**Action item:**
Omitting all images, output the entries that follow exactly as written.
___
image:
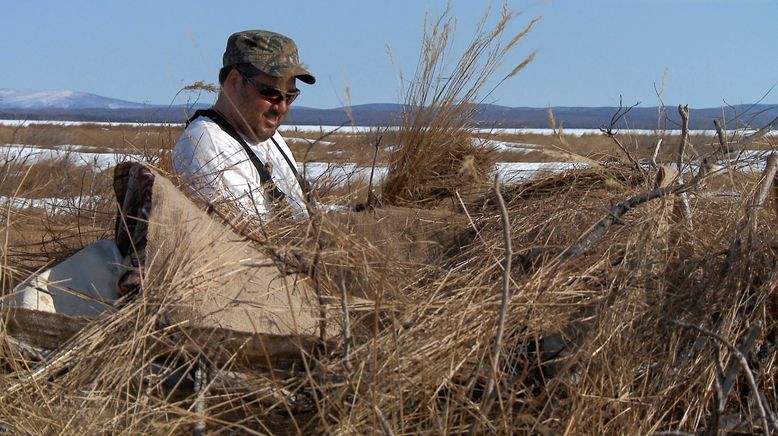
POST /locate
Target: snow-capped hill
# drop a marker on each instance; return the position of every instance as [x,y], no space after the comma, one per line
[11,99]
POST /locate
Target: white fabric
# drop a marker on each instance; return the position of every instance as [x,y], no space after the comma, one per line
[215,166]
[83,285]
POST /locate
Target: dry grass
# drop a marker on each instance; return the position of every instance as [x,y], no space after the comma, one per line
[592,342]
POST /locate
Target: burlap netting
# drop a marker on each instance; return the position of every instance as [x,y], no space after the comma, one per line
[212,277]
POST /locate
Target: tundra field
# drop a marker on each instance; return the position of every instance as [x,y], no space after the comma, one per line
[631,289]
[631,304]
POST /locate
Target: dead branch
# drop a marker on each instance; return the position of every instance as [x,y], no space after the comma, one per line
[655,153]
[683,111]
[725,151]
[611,130]
[735,248]
[529,257]
[506,280]
[741,359]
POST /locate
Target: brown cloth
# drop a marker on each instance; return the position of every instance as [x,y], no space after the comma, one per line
[200,272]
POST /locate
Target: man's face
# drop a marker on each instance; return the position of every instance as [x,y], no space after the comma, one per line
[260,107]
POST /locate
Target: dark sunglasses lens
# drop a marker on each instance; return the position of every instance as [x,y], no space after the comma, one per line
[271,94]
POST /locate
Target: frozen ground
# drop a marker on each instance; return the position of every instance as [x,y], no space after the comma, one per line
[323,173]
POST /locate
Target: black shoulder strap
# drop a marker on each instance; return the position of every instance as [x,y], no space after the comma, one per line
[303,183]
[264,174]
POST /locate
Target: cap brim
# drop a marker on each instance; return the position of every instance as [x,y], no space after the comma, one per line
[295,71]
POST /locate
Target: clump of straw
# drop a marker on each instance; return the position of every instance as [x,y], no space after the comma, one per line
[435,152]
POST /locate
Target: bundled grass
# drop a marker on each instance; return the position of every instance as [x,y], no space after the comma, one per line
[631,333]
[435,145]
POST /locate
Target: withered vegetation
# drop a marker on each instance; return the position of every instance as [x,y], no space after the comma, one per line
[625,313]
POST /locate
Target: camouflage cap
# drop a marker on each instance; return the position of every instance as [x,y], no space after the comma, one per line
[272,53]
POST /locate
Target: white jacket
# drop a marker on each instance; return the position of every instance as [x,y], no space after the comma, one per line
[216,166]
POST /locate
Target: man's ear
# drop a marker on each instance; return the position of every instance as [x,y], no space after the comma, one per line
[232,80]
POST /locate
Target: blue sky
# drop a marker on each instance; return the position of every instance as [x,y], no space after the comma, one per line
[708,53]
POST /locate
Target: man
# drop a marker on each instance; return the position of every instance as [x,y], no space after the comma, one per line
[233,151]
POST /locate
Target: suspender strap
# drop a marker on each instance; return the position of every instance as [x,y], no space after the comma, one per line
[264,175]
[303,183]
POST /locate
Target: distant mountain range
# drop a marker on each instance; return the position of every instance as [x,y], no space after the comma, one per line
[82,106]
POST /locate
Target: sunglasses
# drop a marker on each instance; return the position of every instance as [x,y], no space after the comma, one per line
[272,94]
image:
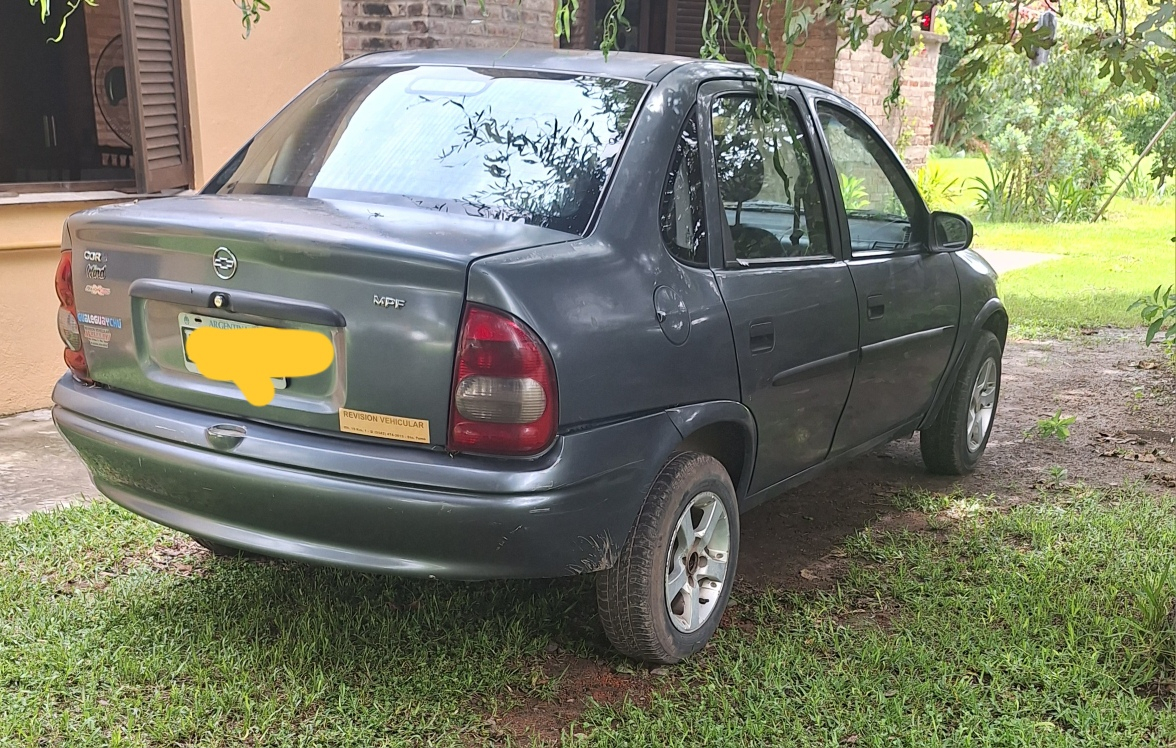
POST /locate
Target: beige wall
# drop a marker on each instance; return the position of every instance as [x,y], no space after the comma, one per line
[29,347]
[375,25]
[235,85]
___
**Answer box:**
image:
POST /locate
Target: snow-capped hill
# drop a marker on each instance; return the position of every instance as [x,y], no space after the comma, one per line
[11,99]
POST /locate
Target: white fabric
# drop a marker on each instance; return the position of every instance as [x,y], no space after the comma, one per line
[215,166]
[83,285]
POST /locate
Target: dry grass
# drop a marker on each instance; return the position of every instance as [x,y], no space after the comma, one per line
[592,342]
POST /locate
Target: burlap netting
# drop a marker on each instance; return the position of every instance as [x,y], no space after the comma, one per line
[212,277]
POST /locate
Target: tundra field
# drop a marker on each instance; return the position of every instance as [x,y], no space after the comma, one per line
[631,289]
[631,304]
POST /locate
Target: dead branch
# drop a marker on each instance; return the position of every instance as [x,y], no space after the comma, one per line
[655,153]
[683,111]
[725,151]
[611,130]
[735,248]
[529,257]
[506,280]
[741,359]
POST /locate
Target: brown cloth
# drop a marker on each instance; return the position of every instance as [x,y], no space after the comma, one per line
[200,272]
POST /locate
Target: man's face
# drop a marker on each instance; return the position of every instance as [x,y], no space after the comma, one per line
[260,107]
POST /locate
Target: dark sunglasses lens
# drop a marker on each instance; return the position of every instance as [x,y], no space after the comma, one per line
[271,94]
POST /locate
Target: frozen ground
# drop a marker on each instance; return the position of every instance as [x,y], no space after the comma, one per line
[323,173]
POST /locate
Target: black shoulder strap
# drop a marker on each instance; return the position of every instance as [x,y], no space after the comma, one per line
[303,183]
[264,174]
POST /locate
Target: cap brim
# drop a marker on each instance; return the position of every instance as [x,y], no space after the comma, one per line
[295,71]
POST /locate
Target: clump of straw
# drop a marker on each instance; return the position of every instance as [x,y], no space after the comma, one per line
[435,152]
POST /locate
Target: bundled grass
# drop a marker on each instance; return the position of every instance as [x,y], no space after the comma, one per line
[631,333]
[435,145]
POST /locate
Target: withered vegetation
# drop a marker on each instance; return the position of every instance as [x,y], no space after the comma, one per line
[625,313]
POST /locate
Target: camouflage cap
# drop a marker on each instance; return the position of every instance as [x,y], no space after the comma, one per line
[272,53]
POST /locate
Target: white jacket
# drop a marker on each instance; return the position of every instance as [x,y], no space after the comma, one per line
[216,166]
POST /locate
Target: man's ear
# drop a marker on each instance; return the position of every instance as [x,y], no space after the comma, one per line
[232,80]
POST /locate
Target: blue sky
# drop a marker on each instance; return the position of every instance as [x,y], no space after the comma, one per line
[708,53]
POST /locate
Target: man
# drop a marker on each instance; return the position of every instance as [x,y], no space after the comma, one per line
[233,151]
POST /locate
Target: suspender strap
# drop a marker on each instance; return the position of every instance as [x,y], no space after the comma, one per line
[264,175]
[303,183]
POST /locate
Target: distant mountain range
# drop a marker on each instance; return the position of every instance as [x,y], no space after the comma, one per line
[82,106]
POST /locate
Target: sunglasses
# drop a marker on each instance; return the position of every instance as [x,y], no space after the comma, one per line
[272,94]
image:
POST /locate
Target: beige wall
# drop a marker on each instance; return the position of every instance as [x,y], no space after the comma, one per line
[29,347]
[375,25]
[235,85]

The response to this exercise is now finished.